## YOUR ASSIGNMENT
Each entry below should be echoed exactly, with pictures omitted.

## DATASET EXTRACT
::::

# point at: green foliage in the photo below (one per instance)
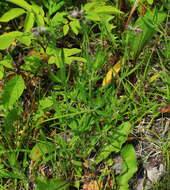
(129, 167)
(118, 137)
(59, 125)
(12, 91)
(149, 25)
(7, 38)
(52, 184)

::::

## RESPONSE TO THIS EXERCISE
# point at: green foliage in the photo below (one per instance)
(129, 167)
(118, 137)
(59, 125)
(12, 91)
(149, 25)
(7, 38)
(52, 184)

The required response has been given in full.